* _OBJECTIVE_
Return all of the entries exactly as written.

* _MATERIAL PROVIDED_
——

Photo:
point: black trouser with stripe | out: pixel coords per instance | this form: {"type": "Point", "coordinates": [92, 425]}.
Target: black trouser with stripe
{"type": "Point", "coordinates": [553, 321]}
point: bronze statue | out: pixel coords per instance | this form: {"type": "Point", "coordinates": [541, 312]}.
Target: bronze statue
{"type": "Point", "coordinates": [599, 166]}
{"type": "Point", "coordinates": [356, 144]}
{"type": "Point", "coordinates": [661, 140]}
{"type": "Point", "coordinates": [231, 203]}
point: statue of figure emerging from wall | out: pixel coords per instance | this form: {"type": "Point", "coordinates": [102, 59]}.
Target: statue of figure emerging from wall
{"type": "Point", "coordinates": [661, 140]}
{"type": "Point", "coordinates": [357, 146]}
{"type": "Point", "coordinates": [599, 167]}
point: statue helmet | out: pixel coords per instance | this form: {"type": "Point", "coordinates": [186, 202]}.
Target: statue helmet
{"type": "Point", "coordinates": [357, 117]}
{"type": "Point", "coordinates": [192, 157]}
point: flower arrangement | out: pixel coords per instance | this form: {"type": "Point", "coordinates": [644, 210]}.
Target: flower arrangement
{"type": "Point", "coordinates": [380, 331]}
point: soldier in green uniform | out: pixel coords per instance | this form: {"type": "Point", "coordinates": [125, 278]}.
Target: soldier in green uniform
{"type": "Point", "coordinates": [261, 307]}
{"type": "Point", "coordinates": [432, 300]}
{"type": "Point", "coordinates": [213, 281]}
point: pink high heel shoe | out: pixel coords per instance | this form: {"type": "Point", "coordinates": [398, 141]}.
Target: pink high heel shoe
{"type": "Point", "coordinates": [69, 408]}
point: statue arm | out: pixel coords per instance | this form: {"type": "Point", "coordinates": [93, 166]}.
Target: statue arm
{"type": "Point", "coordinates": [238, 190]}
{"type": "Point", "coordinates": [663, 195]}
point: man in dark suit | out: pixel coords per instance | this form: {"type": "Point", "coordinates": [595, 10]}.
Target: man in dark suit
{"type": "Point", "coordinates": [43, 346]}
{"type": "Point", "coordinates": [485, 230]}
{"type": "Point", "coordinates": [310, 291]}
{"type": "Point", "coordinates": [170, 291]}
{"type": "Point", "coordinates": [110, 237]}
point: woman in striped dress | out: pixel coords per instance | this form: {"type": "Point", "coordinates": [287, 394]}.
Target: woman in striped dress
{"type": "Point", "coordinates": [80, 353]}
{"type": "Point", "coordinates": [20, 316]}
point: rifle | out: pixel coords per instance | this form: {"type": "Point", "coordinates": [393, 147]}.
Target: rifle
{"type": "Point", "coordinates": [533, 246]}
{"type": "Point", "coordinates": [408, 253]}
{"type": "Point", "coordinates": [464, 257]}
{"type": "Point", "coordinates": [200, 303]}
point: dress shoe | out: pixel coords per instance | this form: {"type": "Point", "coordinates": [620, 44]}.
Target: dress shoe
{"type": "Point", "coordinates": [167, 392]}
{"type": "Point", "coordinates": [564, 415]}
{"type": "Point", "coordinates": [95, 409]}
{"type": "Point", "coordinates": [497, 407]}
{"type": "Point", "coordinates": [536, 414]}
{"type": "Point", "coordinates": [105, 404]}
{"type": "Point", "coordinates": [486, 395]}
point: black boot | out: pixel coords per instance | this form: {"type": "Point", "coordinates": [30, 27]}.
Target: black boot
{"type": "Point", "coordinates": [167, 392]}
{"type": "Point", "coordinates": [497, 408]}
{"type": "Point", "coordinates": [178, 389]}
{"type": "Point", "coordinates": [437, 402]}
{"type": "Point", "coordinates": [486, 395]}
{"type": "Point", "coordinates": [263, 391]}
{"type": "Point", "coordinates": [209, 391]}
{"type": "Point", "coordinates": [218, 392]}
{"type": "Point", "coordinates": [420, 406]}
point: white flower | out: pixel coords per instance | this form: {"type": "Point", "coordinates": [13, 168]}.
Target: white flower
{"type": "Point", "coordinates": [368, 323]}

——

* _RESULT BELOW_
Photo:
point: black trouser with stripe | out: pixel coords per instance | this form: {"type": "Point", "coordinates": [92, 425]}.
Target: black trouser with stripe
{"type": "Point", "coordinates": [553, 321]}
point: bronze statue | out: pixel coords per instance | this form: {"type": "Point", "coordinates": [541, 312]}.
Target: bronze statue
{"type": "Point", "coordinates": [599, 166]}
{"type": "Point", "coordinates": [356, 144]}
{"type": "Point", "coordinates": [661, 140]}
{"type": "Point", "coordinates": [231, 203]}
point: statue of figure emerging from wall | out: pixel coords per instance | this form: {"type": "Point", "coordinates": [102, 59]}.
Target: statue of figure emerging from wall
{"type": "Point", "coordinates": [661, 140]}
{"type": "Point", "coordinates": [357, 146]}
{"type": "Point", "coordinates": [599, 167]}
point: statue helmet | out: pixel coords per instance | this form: {"type": "Point", "coordinates": [186, 202]}.
Target: statue helmet
{"type": "Point", "coordinates": [357, 117]}
{"type": "Point", "coordinates": [192, 157]}
point: flower arrangement | out: pixel coords per instance | this form: {"type": "Point", "coordinates": [644, 210]}.
Target: flower arrangement
{"type": "Point", "coordinates": [380, 331]}
point: soldier in green uniform | out: pixel coords per instance | this form: {"type": "Point", "coordinates": [125, 278]}.
Target: soldier in green uniform
{"type": "Point", "coordinates": [261, 307]}
{"type": "Point", "coordinates": [432, 300]}
{"type": "Point", "coordinates": [213, 281]}
point: pink high heel shoe | out: pixel coords per instance | this form: {"type": "Point", "coordinates": [398, 141]}.
Target: pink high heel shoe
{"type": "Point", "coordinates": [69, 408]}
point: statue arm | out: pixel coords per instance | this form: {"type": "Point", "coordinates": [93, 166]}.
Target: statue arm
{"type": "Point", "coordinates": [238, 190]}
{"type": "Point", "coordinates": [663, 195]}
point: man in dark suit | out: pixel coords per instance | this form: {"type": "Point", "coordinates": [595, 10]}.
Target: man in dark suit
{"type": "Point", "coordinates": [43, 346]}
{"type": "Point", "coordinates": [485, 230]}
{"type": "Point", "coordinates": [310, 291]}
{"type": "Point", "coordinates": [170, 291]}
{"type": "Point", "coordinates": [110, 237]}
point: woman in striped dress | out: pixel coords per instance | this form: {"type": "Point", "coordinates": [287, 394]}.
Target: woman in striped dress
{"type": "Point", "coordinates": [80, 353]}
{"type": "Point", "coordinates": [20, 316]}
point: rifle | out: pixel coords per instance | this form: {"type": "Point", "coordinates": [393, 147]}.
Target: rifle
{"type": "Point", "coordinates": [533, 246]}
{"type": "Point", "coordinates": [408, 253]}
{"type": "Point", "coordinates": [464, 257]}
{"type": "Point", "coordinates": [200, 303]}
point: dress shoe | out: pixel coords per instance | this form: {"type": "Point", "coordinates": [620, 44]}.
Target: dress shoe
{"type": "Point", "coordinates": [167, 392]}
{"type": "Point", "coordinates": [564, 415]}
{"type": "Point", "coordinates": [95, 409]}
{"type": "Point", "coordinates": [497, 407]}
{"type": "Point", "coordinates": [536, 414]}
{"type": "Point", "coordinates": [105, 404]}
{"type": "Point", "coordinates": [486, 395]}
point: black boot | out: pixel coords per instance | this form: {"type": "Point", "coordinates": [30, 27]}.
Target: black boot
{"type": "Point", "coordinates": [167, 392]}
{"type": "Point", "coordinates": [497, 408]}
{"type": "Point", "coordinates": [178, 389]}
{"type": "Point", "coordinates": [437, 402]}
{"type": "Point", "coordinates": [486, 395]}
{"type": "Point", "coordinates": [263, 391]}
{"type": "Point", "coordinates": [209, 391]}
{"type": "Point", "coordinates": [218, 392]}
{"type": "Point", "coordinates": [420, 406]}
point: white flower | out: pixel coords per instance | this form: {"type": "Point", "coordinates": [13, 168]}.
Target: white flower
{"type": "Point", "coordinates": [368, 323]}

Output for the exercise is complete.